▸ **Exercise goal**: Repeat the lines of the material word for word, starting at the line containing "Where can the basil" and ending at the line containing "point(126, 470)", with both of those lines included.
··· Dataset rows ···
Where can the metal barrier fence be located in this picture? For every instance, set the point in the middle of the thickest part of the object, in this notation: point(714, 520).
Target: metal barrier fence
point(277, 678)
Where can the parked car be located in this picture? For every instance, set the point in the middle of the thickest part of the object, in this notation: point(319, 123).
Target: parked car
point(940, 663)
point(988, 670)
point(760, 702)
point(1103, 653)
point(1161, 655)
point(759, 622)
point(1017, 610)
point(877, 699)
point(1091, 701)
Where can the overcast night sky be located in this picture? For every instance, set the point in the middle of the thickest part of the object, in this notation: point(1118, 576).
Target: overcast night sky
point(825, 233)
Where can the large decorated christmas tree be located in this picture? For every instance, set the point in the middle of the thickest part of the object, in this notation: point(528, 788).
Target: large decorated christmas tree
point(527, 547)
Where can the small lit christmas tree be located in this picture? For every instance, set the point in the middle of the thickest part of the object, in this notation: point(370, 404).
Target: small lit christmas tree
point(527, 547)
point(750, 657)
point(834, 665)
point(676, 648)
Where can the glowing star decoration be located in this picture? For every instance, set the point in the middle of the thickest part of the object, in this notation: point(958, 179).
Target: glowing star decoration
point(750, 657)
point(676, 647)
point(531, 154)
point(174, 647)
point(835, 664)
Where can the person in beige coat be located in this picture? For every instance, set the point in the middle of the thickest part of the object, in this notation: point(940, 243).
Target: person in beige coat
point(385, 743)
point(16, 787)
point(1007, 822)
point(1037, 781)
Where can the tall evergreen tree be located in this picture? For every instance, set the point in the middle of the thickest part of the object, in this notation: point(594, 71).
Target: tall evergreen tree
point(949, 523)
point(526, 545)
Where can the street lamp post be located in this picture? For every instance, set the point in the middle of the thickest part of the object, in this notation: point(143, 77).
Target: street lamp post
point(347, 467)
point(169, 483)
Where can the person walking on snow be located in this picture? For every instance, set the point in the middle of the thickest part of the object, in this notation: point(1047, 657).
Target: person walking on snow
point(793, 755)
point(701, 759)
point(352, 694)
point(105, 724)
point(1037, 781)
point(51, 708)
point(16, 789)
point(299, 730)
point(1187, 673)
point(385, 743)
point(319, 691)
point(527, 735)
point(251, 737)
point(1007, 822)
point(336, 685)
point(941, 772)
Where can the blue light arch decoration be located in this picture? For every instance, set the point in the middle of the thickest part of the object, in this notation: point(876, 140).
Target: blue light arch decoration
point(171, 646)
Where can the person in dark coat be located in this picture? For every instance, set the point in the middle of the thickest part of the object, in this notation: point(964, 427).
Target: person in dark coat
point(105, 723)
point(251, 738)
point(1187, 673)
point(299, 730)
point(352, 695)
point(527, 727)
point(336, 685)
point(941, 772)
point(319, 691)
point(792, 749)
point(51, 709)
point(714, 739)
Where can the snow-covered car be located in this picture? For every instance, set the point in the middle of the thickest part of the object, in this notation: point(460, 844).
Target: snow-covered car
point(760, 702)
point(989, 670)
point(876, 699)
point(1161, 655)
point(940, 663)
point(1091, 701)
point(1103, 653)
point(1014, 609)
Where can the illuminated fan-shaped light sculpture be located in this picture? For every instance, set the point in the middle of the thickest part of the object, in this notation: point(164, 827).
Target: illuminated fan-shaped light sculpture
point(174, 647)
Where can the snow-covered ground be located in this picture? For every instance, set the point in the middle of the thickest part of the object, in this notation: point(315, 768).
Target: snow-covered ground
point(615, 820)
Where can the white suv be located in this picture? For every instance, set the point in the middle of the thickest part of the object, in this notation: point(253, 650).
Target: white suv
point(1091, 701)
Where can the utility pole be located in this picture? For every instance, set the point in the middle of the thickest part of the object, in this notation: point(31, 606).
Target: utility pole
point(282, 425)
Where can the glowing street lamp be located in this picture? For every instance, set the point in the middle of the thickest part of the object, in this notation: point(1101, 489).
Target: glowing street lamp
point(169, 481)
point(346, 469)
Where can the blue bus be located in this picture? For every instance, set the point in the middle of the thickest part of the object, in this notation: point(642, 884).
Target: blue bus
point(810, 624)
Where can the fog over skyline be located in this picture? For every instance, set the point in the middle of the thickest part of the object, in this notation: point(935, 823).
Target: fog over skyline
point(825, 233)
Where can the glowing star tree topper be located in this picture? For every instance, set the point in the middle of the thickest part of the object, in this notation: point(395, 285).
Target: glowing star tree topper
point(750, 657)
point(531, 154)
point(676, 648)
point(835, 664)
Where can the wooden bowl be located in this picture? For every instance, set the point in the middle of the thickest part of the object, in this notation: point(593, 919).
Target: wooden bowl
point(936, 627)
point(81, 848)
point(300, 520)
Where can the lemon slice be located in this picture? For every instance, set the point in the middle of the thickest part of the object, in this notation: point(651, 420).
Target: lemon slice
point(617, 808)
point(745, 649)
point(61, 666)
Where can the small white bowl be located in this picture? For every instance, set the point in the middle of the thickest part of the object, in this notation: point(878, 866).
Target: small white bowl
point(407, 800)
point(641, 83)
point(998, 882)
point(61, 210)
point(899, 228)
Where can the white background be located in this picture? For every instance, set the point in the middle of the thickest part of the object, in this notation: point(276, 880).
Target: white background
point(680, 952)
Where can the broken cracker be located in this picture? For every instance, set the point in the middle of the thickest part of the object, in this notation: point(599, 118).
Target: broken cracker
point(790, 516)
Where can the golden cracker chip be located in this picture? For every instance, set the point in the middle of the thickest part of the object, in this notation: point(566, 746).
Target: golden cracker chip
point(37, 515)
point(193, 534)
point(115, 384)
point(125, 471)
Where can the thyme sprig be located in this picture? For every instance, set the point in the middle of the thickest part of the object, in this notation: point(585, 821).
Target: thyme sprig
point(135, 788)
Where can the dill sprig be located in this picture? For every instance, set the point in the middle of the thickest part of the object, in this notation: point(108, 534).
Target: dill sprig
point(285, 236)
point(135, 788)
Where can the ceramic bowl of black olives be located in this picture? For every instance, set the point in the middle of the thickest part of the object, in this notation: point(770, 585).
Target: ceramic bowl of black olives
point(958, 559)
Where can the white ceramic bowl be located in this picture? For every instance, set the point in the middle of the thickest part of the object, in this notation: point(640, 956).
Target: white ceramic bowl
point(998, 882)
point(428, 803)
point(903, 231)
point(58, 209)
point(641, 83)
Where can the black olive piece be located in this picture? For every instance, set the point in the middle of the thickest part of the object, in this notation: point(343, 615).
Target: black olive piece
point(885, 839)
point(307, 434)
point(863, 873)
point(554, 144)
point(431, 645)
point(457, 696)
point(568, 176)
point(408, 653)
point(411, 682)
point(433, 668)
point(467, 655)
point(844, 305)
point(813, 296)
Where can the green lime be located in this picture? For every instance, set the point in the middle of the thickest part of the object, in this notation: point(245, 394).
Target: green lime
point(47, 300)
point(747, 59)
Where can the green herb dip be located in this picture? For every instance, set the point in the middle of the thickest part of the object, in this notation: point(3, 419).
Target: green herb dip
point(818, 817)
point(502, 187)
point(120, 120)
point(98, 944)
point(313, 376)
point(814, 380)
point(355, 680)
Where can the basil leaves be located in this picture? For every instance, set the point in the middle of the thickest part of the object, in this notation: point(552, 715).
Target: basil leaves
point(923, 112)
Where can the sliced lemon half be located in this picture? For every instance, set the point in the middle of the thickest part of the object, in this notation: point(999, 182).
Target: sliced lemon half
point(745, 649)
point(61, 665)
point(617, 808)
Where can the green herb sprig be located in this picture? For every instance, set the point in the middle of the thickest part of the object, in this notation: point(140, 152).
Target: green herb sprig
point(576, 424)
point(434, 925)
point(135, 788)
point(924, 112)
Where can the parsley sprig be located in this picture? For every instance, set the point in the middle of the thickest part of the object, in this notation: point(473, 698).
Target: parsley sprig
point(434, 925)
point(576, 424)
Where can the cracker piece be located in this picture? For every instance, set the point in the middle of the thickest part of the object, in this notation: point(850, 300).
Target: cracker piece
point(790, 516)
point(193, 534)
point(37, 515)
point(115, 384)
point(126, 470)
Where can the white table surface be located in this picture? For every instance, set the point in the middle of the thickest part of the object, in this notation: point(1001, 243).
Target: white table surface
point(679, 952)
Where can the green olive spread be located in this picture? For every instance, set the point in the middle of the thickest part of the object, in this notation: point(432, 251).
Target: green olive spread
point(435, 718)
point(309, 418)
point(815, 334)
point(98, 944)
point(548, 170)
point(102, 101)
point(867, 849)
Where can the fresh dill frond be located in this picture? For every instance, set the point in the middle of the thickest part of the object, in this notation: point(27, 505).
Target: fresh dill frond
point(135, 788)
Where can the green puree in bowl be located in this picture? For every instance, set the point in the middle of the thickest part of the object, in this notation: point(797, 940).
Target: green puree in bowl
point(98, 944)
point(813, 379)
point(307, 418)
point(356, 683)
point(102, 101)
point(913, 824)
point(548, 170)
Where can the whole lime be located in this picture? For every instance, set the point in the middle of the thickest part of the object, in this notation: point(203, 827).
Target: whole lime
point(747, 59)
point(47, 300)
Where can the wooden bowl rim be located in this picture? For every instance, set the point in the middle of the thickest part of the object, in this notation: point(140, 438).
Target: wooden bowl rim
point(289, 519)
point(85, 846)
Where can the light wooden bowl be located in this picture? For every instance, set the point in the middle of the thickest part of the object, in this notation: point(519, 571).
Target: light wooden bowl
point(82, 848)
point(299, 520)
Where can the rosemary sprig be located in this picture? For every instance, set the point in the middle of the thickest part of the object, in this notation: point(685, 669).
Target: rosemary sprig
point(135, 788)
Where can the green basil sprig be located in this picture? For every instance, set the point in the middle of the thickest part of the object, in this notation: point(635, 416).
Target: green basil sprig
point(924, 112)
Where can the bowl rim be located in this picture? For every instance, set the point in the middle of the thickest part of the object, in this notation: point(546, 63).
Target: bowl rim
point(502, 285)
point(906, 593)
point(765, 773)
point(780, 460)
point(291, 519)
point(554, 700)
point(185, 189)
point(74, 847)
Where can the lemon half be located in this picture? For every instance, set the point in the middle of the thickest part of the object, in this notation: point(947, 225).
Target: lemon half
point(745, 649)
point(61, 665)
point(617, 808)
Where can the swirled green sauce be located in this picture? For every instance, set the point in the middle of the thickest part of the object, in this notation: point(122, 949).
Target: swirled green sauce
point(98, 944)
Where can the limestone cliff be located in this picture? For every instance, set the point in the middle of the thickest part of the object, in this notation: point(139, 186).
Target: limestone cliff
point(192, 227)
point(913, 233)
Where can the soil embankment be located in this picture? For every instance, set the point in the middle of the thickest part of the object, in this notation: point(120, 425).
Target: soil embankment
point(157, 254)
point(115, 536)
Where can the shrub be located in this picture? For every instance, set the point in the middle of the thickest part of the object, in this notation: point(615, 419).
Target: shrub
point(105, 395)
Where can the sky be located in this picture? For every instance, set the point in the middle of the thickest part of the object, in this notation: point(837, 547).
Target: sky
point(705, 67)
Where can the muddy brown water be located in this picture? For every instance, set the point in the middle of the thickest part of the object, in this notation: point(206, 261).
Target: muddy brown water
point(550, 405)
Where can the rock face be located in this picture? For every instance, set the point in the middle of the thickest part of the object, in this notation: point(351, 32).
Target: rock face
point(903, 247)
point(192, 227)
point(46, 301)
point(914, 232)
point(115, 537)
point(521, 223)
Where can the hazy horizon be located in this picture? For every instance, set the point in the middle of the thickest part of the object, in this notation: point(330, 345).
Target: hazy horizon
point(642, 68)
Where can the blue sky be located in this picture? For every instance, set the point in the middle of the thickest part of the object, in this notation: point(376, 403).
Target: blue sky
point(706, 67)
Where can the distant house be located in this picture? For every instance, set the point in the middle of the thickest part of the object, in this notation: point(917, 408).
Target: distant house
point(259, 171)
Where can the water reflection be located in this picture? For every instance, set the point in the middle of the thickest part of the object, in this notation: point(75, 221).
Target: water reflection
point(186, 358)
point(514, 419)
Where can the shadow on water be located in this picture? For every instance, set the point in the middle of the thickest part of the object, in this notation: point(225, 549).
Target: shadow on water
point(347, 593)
···
▸ **Complete output**:
Where can the basil leaves be located in this picture? For every instance, set the point in the middle of the thickest part of the object, in this notation: point(552, 715).
Target: basil leaves
point(923, 112)
Where can the sliced lemon half be located in this picture? For every instance, set the point in the middle of the thickest part of the object, in this notation: point(999, 182).
Target: sliced lemon half
point(745, 649)
point(61, 665)
point(617, 808)
Where can the green herb sprig be located in this picture? For every instance, set the point in the middle of the thickest part of the object, in this notation: point(140, 152).
Target: green herb sprig
point(576, 424)
point(434, 925)
point(135, 788)
point(924, 112)
Where can the parsley sprig be located in this picture? For every instance, set the point in the middle of the thickest part of the object, in this notation: point(473, 698).
Target: parsley sprig
point(434, 925)
point(576, 424)
Where can the cracker piece be located in this picture? For every instance, set the point in the middle of the thickest part of the object, in this notation: point(850, 300).
Target: cracker piece
point(790, 516)
point(193, 534)
point(37, 515)
point(115, 384)
point(126, 470)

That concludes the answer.